### AIM OF THE EXERCISE
Transcribe the material word for word, but without the images.

### INPUT DATA
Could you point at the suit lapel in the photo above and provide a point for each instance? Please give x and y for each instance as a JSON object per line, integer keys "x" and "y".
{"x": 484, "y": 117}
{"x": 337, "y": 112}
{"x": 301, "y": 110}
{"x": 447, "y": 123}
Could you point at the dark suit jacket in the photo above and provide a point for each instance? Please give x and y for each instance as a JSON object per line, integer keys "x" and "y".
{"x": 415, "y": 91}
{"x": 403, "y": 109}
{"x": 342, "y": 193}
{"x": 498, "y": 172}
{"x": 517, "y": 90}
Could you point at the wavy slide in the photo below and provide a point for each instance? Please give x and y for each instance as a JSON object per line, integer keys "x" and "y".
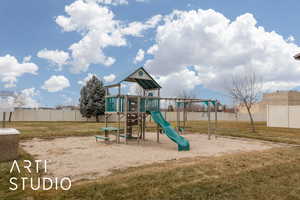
{"x": 183, "y": 144}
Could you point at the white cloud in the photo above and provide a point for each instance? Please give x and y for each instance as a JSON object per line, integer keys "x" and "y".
{"x": 176, "y": 83}
{"x": 26, "y": 98}
{"x": 56, "y": 83}
{"x": 99, "y": 29}
{"x": 56, "y": 57}
{"x": 217, "y": 48}
{"x": 11, "y": 69}
{"x": 26, "y": 59}
{"x": 152, "y": 49}
{"x": 291, "y": 39}
{"x": 139, "y": 56}
{"x": 136, "y": 28}
{"x": 110, "y": 78}
{"x": 86, "y": 79}
{"x": 110, "y": 2}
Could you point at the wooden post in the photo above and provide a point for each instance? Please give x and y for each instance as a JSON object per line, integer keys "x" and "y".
{"x": 208, "y": 114}
{"x": 216, "y": 118}
{"x": 119, "y": 112}
{"x": 139, "y": 118}
{"x": 126, "y": 117}
{"x": 157, "y": 131}
{"x": 184, "y": 115}
{"x": 3, "y": 122}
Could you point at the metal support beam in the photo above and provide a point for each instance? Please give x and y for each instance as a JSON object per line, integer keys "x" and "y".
{"x": 208, "y": 115}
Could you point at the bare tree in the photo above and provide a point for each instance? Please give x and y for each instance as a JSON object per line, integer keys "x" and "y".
{"x": 246, "y": 90}
{"x": 138, "y": 90}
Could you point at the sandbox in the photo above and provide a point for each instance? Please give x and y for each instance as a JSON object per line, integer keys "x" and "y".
{"x": 82, "y": 158}
{"x": 9, "y": 144}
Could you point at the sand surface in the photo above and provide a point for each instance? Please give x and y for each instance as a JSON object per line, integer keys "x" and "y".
{"x": 83, "y": 158}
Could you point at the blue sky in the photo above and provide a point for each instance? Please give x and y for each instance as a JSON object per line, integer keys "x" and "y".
{"x": 27, "y": 27}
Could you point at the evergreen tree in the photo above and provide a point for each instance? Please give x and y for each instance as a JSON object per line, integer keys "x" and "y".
{"x": 92, "y": 99}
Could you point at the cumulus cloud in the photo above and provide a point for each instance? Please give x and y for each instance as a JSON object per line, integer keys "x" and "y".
{"x": 56, "y": 57}
{"x": 99, "y": 29}
{"x": 27, "y": 98}
{"x": 11, "y": 69}
{"x": 86, "y": 79}
{"x": 208, "y": 48}
{"x": 110, "y": 2}
{"x": 152, "y": 49}
{"x": 56, "y": 83}
{"x": 110, "y": 78}
{"x": 136, "y": 28}
{"x": 26, "y": 59}
{"x": 139, "y": 56}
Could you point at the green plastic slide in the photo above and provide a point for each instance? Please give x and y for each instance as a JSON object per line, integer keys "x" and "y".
{"x": 183, "y": 144}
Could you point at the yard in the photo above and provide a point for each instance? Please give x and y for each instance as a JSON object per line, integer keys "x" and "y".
{"x": 265, "y": 174}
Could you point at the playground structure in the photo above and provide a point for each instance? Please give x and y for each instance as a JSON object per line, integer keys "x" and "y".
{"x": 135, "y": 109}
{"x": 9, "y": 137}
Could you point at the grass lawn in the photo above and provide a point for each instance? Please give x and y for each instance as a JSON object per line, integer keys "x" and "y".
{"x": 272, "y": 174}
{"x": 226, "y": 128}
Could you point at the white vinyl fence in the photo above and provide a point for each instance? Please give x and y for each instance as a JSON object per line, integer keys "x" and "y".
{"x": 74, "y": 115}
{"x": 283, "y": 116}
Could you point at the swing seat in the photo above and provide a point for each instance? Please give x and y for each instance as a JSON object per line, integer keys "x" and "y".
{"x": 100, "y": 137}
{"x": 110, "y": 129}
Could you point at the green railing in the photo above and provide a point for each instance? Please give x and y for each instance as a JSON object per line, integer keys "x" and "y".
{"x": 112, "y": 105}
{"x": 146, "y": 104}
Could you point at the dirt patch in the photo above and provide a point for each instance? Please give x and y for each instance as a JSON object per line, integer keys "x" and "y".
{"x": 82, "y": 158}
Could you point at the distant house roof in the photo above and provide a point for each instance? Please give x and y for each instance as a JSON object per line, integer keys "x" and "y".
{"x": 297, "y": 56}
{"x": 141, "y": 77}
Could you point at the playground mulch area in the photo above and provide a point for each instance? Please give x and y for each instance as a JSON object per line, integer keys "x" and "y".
{"x": 81, "y": 158}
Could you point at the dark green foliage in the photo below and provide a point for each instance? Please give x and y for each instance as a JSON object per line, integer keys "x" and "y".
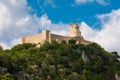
{"x": 58, "y": 61}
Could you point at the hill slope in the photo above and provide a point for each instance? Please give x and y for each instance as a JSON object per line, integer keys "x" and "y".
{"x": 58, "y": 61}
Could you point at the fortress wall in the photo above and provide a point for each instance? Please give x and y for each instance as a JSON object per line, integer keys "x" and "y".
{"x": 32, "y": 39}
{"x": 59, "y": 38}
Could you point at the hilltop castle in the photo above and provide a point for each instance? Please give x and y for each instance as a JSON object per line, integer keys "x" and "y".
{"x": 47, "y": 36}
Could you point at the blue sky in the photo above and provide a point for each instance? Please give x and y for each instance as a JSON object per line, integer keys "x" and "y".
{"x": 99, "y": 20}
{"x": 68, "y": 11}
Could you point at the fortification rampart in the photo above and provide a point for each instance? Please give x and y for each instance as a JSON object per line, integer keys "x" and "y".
{"x": 47, "y": 36}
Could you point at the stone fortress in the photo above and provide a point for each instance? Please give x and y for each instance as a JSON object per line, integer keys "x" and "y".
{"x": 47, "y": 36}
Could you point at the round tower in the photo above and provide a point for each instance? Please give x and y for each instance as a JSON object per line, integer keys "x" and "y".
{"x": 74, "y": 30}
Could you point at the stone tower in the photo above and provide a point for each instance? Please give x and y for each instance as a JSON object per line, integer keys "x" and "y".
{"x": 74, "y": 30}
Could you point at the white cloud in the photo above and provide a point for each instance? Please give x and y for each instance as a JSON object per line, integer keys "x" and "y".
{"x": 109, "y": 36}
{"x": 83, "y": 1}
{"x": 16, "y": 22}
{"x": 101, "y": 2}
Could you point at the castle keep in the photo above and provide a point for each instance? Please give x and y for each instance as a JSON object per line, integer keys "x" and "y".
{"x": 47, "y": 36}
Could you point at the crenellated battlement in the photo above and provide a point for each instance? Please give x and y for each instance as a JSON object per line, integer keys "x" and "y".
{"x": 39, "y": 39}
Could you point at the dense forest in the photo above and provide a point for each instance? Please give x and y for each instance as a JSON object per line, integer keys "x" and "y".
{"x": 58, "y": 61}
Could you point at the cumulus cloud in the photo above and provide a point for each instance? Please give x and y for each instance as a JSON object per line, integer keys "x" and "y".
{"x": 109, "y": 36}
{"x": 16, "y": 22}
{"x": 101, "y": 2}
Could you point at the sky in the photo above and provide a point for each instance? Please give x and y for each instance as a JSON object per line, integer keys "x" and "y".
{"x": 99, "y": 20}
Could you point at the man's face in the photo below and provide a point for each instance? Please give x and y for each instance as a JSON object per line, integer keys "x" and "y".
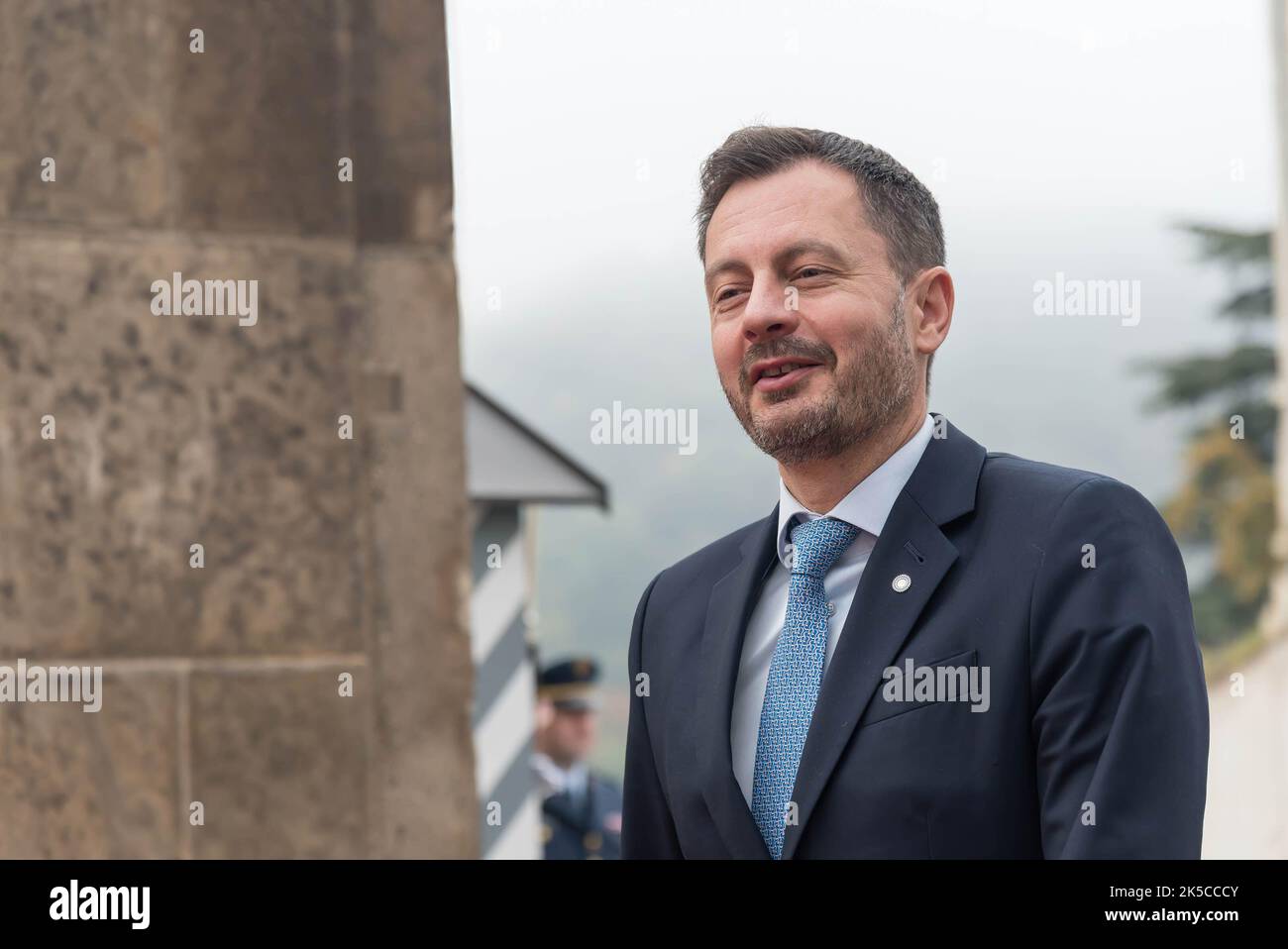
{"x": 797, "y": 277}
{"x": 570, "y": 735}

### RESPONSE
Could you point at the suit lapel in the photo above and provide a point for each instance? Please give x and y for each instance as a JSON object per line, integer keys "x" and "y".
{"x": 484, "y": 117}
{"x": 337, "y": 112}
{"x": 301, "y": 110}
{"x": 447, "y": 123}
Could you point at the dark suit jacket in the photo above and provide a point for each instance? Please give x and y for each instance as a JSON object per line, integer keys "x" and "y".
{"x": 415, "y": 91}
{"x": 403, "y": 109}
{"x": 342, "y": 193}
{"x": 498, "y": 172}
{"x": 517, "y": 90}
Could you point at the wavy slide in the photo below and provide a point for each instance? Please give x and y for each instance as a JSON object per line, integer keys "x" and "y".
{"x": 183, "y": 144}
Could you point at the white cloud in the photo above and provide a point for each instance? Please give x and y for each instance as a JSON object per line, integer keys "x" and "y".
{"x": 176, "y": 83}
{"x": 26, "y": 98}
{"x": 56, "y": 83}
{"x": 99, "y": 29}
{"x": 56, "y": 57}
{"x": 217, "y": 48}
{"x": 11, "y": 69}
{"x": 26, "y": 59}
{"x": 152, "y": 49}
{"x": 291, "y": 39}
{"x": 139, "y": 56}
{"x": 136, "y": 28}
{"x": 110, "y": 78}
{"x": 86, "y": 79}
{"x": 110, "y": 2}
Could you point at the wooden post in the photo above and provide a point for each instance? Please give x and y for each instance as a JSON object per line, integer keys "x" and "y".
{"x": 208, "y": 114}
{"x": 216, "y": 118}
{"x": 119, "y": 112}
{"x": 139, "y": 118}
{"x": 126, "y": 117}
{"x": 157, "y": 131}
{"x": 184, "y": 115}
{"x": 3, "y": 122}
Could you point at the metal support beam in the photo above and provide a point for each instance? Please give x and y for each instance as a JSON object per line, integer keys "x" and "y".
{"x": 208, "y": 115}
Could you point at the bare tree in the photo above and provide a point for each instance? Please give x and y for each instance as a JSON object per line, integer keys "x" and "y".
{"x": 246, "y": 90}
{"x": 138, "y": 90}
Could you point at the sandbox in the photo above and provide a point for each instance? Please give x and y for each instance as a JSON object per line, integer keys "x" and "y".
{"x": 82, "y": 158}
{"x": 9, "y": 144}
Could you point at the sand surface in the photo above and provide a point for each instance? Please give x and y for each instance as a JSON object per line, integer keys "x" and "y".
{"x": 83, "y": 158}
Could you point at the blue sky in the photo above and provide a point for each instance? Please give x and y for each instance as a JSON object per line, integer keys "x" and "y".
{"x": 27, "y": 27}
Could you point at the evergreen tree in the photo above and provide a point for each instance? Please give x and y for each instance as a JSON object per line, integer keys "x" and "y".
{"x": 92, "y": 99}
Could you point at the cumulus cloud in the photo above and provide a point for each instance? Please give x and y for each instance as a JSON object per line, integer keys "x" and "y".
{"x": 56, "y": 57}
{"x": 99, "y": 29}
{"x": 27, "y": 98}
{"x": 11, "y": 69}
{"x": 86, "y": 79}
{"x": 208, "y": 48}
{"x": 110, "y": 2}
{"x": 152, "y": 49}
{"x": 56, "y": 83}
{"x": 110, "y": 78}
{"x": 136, "y": 28}
{"x": 26, "y": 59}
{"x": 139, "y": 56}
Could you point at the green plastic slide in the photo above and provide a point for each instance? Please give x and y for each instance as a JSON object per line, integer keys "x" and "y".
{"x": 183, "y": 144}
Could you point at the yard in the photo above and provide a point for each instance? Please give x and y for each instance as a JSON object per line, integer keys "x" and "y".
{"x": 265, "y": 174}
Could you point at the playground structure in the photo above and provide a point for each instance? Please give x and y for each instance as a JSON object per line, integer keys "x" and "y".
{"x": 135, "y": 109}
{"x": 9, "y": 137}
Could you point at the grass lawn in the photo above and provide a point for each instance? Please give x and y for each instance as a JSON object per line, integer keys "x" and "y".
{"x": 272, "y": 174}
{"x": 226, "y": 128}
Could you point at the white vinyl fence in the photo above and provide a point for each instance? Please give x and y for each instance as a JSON object per line, integer keys "x" and "y".
{"x": 74, "y": 115}
{"x": 283, "y": 116}
Could you point at the swing seat in the photo above and provide a point for each instance? Please give x and y for each instance as a JSON object per line, integer keys "x" and "y".
{"x": 100, "y": 137}
{"x": 110, "y": 129}
Could you point at the green railing in the photo above and provide a point for each instance? Please give x and y for each instance as a JSON object per line, integer keys "x" and "y".
{"x": 112, "y": 105}
{"x": 146, "y": 104}
Could you point at the dirt patch in the photo above and provide a point for each instance? Please give x and y for each instance as a JSON object per line, integer keys "x" and "y".
{"x": 82, "y": 158}
Could you point at the distant house roof in the photo above and provide a point for each instance? Please give x and y for each instance as a JSON object per line, integer keys "x" and "y".
{"x": 297, "y": 56}
{"x": 141, "y": 77}
Could you point at the playground mulch area in the photo above and provide a point for each instance? Please give x and y for each instance as a JSON object per line, integer keys "x" and "y".
{"x": 81, "y": 158}
Could you point at the dark green foliage in the photo below and provide a point for each instance? Please give x and y for each instance as a JSON object per line, integer keys "x" and "y".
{"x": 58, "y": 61}
Could you point at the hill slope in the photo above and provide a point for each instance? Please give x and y for each instance as a JSON object per line, integer keys "x" and "y".
{"x": 58, "y": 61}
Could you point at the fortress wall in the photo above and provide a point for each instance? Please give x and y for each instance as a JSON object per line, integer keys "x" and "y".
{"x": 32, "y": 39}
{"x": 59, "y": 38}
Could you point at the hilltop castle in the photo above and provide a point for each instance? Please give x and y for each instance as a JSON object per line, integer keys "x" and "y".
{"x": 47, "y": 36}
Could you point at the blue sky in the photo above and provide a point for each instance? Please give x and y for each instance as a JSON object per line, integer keys "x" and "y".
{"x": 99, "y": 20}
{"x": 68, "y": 11}
Could you point at the fortification rampart in the photo above and provide a point for each instance? Please give x and y for each instance as a JSON object per line, integer keys "x" and "y".
{"x": 47, "y": 36}
Could you point at the stone fortress in the photo above and provide a point for each instance? Please give x and y for each instance as a JSON object per line, integer keys "x" and "y".
{"x": 47, "y": 36}
Could you point at the round tower in the photo above and provide a point for each instance? Please give x and y for each instance as a JSON object per line, integer keys "x" and "y".
{"x": 74, "y": 30}
Could you point at the stone tower in the photo above and provide a point for each instance? Please give x and y for each instance as a JSON object per line, integer keys "x" and "y".
{"x": 74, "y": 30}
Could you point at the white cloud in the photo above and provide a point for each instance? Please give x and y for each instance as a JSON object per line, integer keys "x" and "y".
{"x": 109, "y": 36}
{"x": 83, "y": 1}
{"x": 16, "y": 22}
{"x": 101, "y": 2}
Could you point at the castle keep in the photo above and provide a point for each instance? Please give x and y for each instance as a JSON object per line, integer keys "x" and "y".
{"x": 47, "y": 36}
Could you point at the crenellated battlement in the photo above and provide a point for each instance? Please give x and y for each instance as a JSON object per line, integer keys "x" and "y".
{"x": 39, "y": 39}
Could you point at the dense forest in the photo above and provide a point for each instance? Please give x and y for each instance as a JSON object per line, integer keys "x" and "y".
{"x": 58, "y": 61}
Could you point at the cumulus cloud in the photo above and provide a point for each instance? Please give x and y for each instance as a JSON object per line, integer keys "x" and "y".
{"x": 109, "y": 36}
{"x": 16, "y": 22}
{"x": 101, "y": 2}
Could you point at the sky in the photo above and provide a point for each instance? Please give x and y for each instance as a JSON object per line, integer keys "x" and "y".
{"x": 99, "y": 20}
Could you point at the man's face in the photo below and provide a point for each instance? Please give x and y for each instance as a JSON object per line, integer keys "x" and "y".
{"x": 797, "y": 277}
{"x": 570, "y": 735}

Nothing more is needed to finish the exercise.